▽

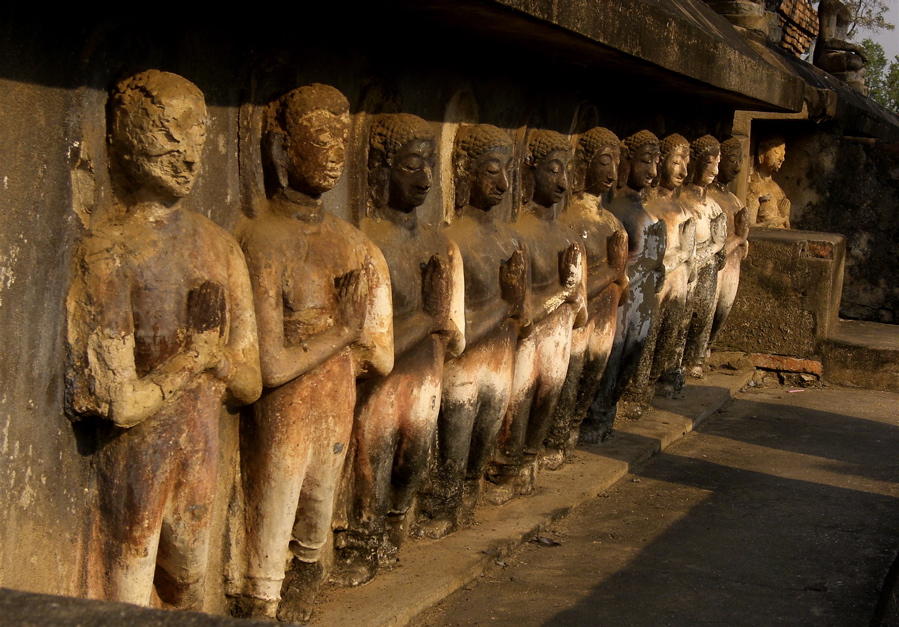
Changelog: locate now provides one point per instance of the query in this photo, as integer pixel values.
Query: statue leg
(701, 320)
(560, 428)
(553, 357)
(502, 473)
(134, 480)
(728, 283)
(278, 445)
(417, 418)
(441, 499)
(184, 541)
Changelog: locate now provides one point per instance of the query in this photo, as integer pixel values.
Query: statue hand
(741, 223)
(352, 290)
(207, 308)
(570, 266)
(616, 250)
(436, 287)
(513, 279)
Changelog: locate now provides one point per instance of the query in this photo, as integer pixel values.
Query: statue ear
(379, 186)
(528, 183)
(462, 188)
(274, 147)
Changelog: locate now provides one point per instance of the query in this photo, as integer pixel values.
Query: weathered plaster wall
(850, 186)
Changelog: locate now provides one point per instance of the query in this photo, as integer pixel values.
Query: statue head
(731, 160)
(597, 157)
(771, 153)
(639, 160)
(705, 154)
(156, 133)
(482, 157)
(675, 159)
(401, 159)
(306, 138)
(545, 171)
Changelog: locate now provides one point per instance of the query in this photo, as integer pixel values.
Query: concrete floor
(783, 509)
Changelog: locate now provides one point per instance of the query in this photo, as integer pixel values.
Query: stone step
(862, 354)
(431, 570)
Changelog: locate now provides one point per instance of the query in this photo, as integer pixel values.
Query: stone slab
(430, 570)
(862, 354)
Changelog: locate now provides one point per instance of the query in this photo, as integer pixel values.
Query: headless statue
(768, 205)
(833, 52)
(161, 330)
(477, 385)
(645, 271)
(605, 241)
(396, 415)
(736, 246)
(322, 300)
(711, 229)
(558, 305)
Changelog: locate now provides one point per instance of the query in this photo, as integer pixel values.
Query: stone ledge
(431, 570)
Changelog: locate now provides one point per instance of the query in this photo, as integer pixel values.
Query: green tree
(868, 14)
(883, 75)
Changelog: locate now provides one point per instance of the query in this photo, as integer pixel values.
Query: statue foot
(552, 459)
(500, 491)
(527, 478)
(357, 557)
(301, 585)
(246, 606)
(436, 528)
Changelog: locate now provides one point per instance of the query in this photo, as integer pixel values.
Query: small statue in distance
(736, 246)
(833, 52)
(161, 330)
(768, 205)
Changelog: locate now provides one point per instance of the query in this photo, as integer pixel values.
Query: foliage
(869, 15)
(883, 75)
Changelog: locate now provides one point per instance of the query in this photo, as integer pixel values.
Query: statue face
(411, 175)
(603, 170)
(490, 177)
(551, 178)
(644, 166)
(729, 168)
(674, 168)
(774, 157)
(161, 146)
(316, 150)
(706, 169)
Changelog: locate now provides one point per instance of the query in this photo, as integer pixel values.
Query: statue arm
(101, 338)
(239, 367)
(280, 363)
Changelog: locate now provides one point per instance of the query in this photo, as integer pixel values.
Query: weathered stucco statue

△

**TASK DESCRIPTION**
Retype all the data exactly, please, without pictures.

**SOLVED PROBLEM**
Changelog: locate now provides one point per instance of the query in this photo, as integer pixel values.
Query: statue leg
(701, 320)
(560, 428)
(553, 357)
(502, 473)
(134, 480)
(728, 283)
(278, 445)
(417, 418)
(441, 499)
(184, 541)
Changelog: locate now provides one point per instance of the query in this photo, as integer pixel values.
Query: statue hand
(741, 223)
(352, 290)
(207, 308)
(570, 266)
(616, 250)
(436, 287)
(513, 279)
Changelog: locate now provides one point per instance of the query in this photo, as integer pixel values.
Query: statue ear
(379, 186)
(528, 183)
(462, 188)
(274, 147)
Changelog: locate now provides one point per instance of the query in this photo, as integer pixel values.
Query: weathered plaster wall
(850, 186)
Changelog: locate now provides one point per instance of the query in this photo, as integer pixel values.
Query: statue head
(731, 160)
(597, 157)
(771, 153)
(639, 160)
(705, 154)
(156, 133)
(482, 157)
(675, 159)
(401, 159)
(306, 138)
(545, 171)
Changelog: locate now provides one point per instance of the query in this photo, as integer pixel values.
Query: concrete floor
(783, 509)
Changelog: locate now provides one point per instance of the query in this photo, as integer pixel values.
Query: stone step
(862, 354)
(431, 570)
Changelog: locate now provides one point per instance of the query in this photo, as integer pixel values.
Query: stone slab
(430, 570)
(862, 354)
Changelog: locate now provides one point per instance of the query in this photo, as integer pixel values.
Query: headless statue
(768, 205)
(833, 52)
(161, 330)
(477, 385)
(645, 271)
(605, 241)
(396, 415)
(736, 246)
(322, 300)
(711, 229)
(558, 305)
Changelog: locate now provides one point per instance of the query in this photo, as integer pixel values.
Query: stone ledge
(431, 570)
Changelog: locate now provides one point per instance of the query in this photo, as integer pixel values.
Query: green tree
(868, 14)
(883, 75)
Changelog: locate now provides one point per instance of the query in this photo, as integer pixel values.
Query: statue foot
(552, 459)
(500, 491)
(527, 478)
(357, 557)
(301, 585)
(246, 606)
(436, 528)
Changelog: locate now provides one point per instance of the query in this photo, as integer pixel values.
Query: small statue in distance
(736, 246)
(833, 52)
(161, 330)
(768, 205)
Changelog: locate now provides one point per instance of the query in this photo, as integer pixel values.
Query: foliage
(869, 15)
(883, 75)
Changelog: locate now provides one point per instance of the query in this photo, as integer pixel values.
Query: statue face
(411, 175)
(603, 170)
(490, 177)
(551, 178)
(644, 166)
(729, 168)
(674, 168)
(774, 157)
(161, 146)
(316, 150)
(706, 169)
Changelog: locate now provides one point per instance of the query in this photo, as integer pixel values.
Query: statue arm
(101, 338)
(239, 367)
(280, 363)
Changelog: locate now provides one point per instance of the query in this photo, as integer pixel values.
Query: weathered stucco statue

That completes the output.